If only life back at work were as simple. The fact is, for many of us it’s been a tough year where much of what we have taken for granted for so long has been washed away – perhaps never to return. Even here in the lucky country, with our eternal sunshine and rich mineral wealth, it seems that “she’ll not be right” after all.
Or maybe not!
The brutal truth is that on the back of the resources boom we’ve become fat and complacent. As individuals we’ve taken on debts that we can’t afford, to buy luxuries that we don’t need. And in the world of corporate
Australia the story is not dissimilar. With the economic returns so good for so long we’ve been guilty of squandering unnecessary resources simply because we could, to the point where the virtue of commercial pragmatism became seen as draconian.
So, where to in 2009 for those of us in the HR space?
The growing lack of confidence arising in corporate Australia as a result of the global economic crisis is a fabulous opportunity for HR to stand up and lead.
Now that the going is getting tough, HR practitioners need to be pushing the leaders of their organisations to get tough and do the right thing for the long-term value and sustainability of the business.

• **RECORD LIST**
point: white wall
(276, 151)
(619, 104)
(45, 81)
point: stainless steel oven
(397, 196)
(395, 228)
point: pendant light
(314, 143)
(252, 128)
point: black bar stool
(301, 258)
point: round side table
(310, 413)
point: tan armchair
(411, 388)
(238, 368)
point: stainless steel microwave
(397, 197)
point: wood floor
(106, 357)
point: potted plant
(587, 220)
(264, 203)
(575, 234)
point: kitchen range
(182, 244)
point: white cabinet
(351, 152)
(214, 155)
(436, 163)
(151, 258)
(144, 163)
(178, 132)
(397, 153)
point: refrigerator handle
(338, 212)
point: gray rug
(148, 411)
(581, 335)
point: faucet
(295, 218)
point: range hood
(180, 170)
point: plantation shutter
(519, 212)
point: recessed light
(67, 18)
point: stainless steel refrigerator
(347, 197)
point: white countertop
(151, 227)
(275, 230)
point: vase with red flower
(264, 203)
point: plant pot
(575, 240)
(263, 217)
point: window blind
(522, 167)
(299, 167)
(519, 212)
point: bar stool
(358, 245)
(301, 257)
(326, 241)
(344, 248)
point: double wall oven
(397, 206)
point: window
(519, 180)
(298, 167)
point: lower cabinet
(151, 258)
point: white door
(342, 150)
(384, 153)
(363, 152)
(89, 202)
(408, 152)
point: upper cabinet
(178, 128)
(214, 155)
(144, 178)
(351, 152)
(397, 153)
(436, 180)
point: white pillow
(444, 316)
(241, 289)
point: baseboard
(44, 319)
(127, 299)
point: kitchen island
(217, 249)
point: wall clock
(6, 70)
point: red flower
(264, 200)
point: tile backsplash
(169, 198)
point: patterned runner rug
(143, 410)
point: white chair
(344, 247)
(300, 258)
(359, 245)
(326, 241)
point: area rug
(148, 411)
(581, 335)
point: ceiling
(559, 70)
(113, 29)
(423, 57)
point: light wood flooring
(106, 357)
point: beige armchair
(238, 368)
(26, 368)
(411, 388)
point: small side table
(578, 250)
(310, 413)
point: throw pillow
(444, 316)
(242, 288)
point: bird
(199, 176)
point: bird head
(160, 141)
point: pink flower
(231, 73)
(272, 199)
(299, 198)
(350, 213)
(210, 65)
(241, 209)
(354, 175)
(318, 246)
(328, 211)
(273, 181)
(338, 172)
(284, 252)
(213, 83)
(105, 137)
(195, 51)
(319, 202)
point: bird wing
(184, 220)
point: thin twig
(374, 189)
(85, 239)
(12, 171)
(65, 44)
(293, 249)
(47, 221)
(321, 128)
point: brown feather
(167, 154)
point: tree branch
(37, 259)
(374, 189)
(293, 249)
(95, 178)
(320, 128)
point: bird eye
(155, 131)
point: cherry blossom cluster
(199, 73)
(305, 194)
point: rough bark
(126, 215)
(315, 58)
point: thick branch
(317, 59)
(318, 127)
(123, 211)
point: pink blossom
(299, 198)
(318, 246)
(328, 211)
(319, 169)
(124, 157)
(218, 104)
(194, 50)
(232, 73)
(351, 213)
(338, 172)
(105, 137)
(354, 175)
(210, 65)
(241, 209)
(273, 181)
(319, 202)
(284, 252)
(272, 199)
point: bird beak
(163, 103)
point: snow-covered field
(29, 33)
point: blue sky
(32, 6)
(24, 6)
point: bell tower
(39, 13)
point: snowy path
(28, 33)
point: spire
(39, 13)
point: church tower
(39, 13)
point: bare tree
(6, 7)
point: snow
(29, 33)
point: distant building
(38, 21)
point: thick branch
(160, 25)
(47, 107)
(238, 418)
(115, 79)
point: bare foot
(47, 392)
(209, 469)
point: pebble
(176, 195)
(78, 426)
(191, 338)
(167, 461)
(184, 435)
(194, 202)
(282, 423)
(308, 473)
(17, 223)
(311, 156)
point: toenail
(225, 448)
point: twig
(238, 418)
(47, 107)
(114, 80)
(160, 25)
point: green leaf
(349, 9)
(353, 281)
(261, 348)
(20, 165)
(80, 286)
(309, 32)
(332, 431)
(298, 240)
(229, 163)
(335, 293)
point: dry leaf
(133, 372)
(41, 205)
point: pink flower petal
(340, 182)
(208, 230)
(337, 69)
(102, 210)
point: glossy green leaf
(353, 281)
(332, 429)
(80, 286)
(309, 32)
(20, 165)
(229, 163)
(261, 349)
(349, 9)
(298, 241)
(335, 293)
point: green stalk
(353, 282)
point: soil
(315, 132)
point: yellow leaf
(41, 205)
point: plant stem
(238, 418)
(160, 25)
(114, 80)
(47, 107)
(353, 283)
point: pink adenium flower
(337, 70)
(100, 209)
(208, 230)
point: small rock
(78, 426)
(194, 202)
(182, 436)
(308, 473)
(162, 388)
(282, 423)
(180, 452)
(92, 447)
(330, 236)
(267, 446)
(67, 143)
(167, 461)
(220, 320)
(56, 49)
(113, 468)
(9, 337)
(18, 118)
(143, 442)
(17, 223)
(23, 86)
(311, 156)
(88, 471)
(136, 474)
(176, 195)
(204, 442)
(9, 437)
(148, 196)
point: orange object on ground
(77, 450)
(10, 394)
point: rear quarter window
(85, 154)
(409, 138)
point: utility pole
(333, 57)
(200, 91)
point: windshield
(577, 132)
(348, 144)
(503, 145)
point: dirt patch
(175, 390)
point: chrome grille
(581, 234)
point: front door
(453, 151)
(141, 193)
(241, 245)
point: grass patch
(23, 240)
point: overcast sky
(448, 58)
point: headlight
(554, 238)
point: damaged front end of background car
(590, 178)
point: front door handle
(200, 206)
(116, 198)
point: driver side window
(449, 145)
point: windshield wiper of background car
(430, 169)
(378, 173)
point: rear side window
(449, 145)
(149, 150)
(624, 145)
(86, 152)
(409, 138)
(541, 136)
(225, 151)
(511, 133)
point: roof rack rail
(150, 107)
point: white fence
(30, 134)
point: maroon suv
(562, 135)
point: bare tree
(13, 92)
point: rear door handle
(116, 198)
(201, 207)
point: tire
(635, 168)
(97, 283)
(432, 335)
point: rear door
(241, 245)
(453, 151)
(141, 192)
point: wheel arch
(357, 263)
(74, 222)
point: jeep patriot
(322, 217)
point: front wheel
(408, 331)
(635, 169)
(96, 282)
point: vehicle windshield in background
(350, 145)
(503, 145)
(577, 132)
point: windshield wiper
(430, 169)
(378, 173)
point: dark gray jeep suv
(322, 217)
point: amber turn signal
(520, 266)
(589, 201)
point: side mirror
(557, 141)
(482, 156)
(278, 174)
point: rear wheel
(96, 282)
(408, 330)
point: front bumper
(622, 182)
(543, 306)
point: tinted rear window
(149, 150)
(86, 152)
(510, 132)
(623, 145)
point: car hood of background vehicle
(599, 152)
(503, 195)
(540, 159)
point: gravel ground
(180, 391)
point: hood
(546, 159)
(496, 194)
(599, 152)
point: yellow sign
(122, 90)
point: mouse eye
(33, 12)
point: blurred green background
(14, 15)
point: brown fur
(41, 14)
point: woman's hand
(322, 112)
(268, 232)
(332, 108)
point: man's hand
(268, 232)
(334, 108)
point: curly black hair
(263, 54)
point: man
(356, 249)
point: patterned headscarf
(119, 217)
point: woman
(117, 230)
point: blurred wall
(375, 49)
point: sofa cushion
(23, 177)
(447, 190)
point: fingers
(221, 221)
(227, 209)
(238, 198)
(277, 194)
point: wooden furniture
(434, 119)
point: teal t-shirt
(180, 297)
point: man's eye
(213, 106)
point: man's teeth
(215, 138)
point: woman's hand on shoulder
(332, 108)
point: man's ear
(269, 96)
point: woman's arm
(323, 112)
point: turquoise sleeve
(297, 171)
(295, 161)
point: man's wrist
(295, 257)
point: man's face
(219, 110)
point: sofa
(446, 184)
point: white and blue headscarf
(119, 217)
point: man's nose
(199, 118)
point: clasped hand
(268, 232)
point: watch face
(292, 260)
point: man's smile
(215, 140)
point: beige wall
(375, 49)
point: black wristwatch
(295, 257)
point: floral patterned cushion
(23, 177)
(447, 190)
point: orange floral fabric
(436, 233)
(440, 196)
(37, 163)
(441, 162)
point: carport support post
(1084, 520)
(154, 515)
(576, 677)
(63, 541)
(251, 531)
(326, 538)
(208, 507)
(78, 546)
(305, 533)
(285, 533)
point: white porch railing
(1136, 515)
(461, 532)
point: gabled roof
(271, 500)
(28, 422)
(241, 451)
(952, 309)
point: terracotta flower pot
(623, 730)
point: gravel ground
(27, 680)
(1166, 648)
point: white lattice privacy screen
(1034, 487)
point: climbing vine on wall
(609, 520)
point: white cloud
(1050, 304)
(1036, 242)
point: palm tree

• **WRITTEN INSTRUCTION 1**
Quote every occurrence of the word "tough" in the 2009 HR commentary, together with the word immediately before it.
• **WRITTEN INSTRUCTION 2**
Carry on the 2009 HR commentary from its final sentence.
The rows were taken from a separate source.

• **TASK ANSWER 1**
- "a tough"
- "getting tough"
- "get tough"

• **TASK ANSWER 2**
That means, among other things, truly recognising the profound link between leadership and colleague engagement and making sure that “real” leadership talent is retained, developed, and most importantly, allowed to lead through the tough times.
It means truly practising a differentiated pay policy which rewards top-end performance. It means not squandering those oh so valuable development dollars on somebody’s favourite management course but targeting them on interventions and programmes that really will make a demonstrable difference “on the job” right now!
And it means creating a truly engaged workforce by getting “all the brains in the game” rather than leaving strategy and decision-making to the anointed few at the top of the corporate tree.
If we HR folk choose to seize the opportunity there might be one or two CEOs who find a present under their Christmas tree this year that they really need – a committed and engaged HR partner prepared to step up and lead through tough times.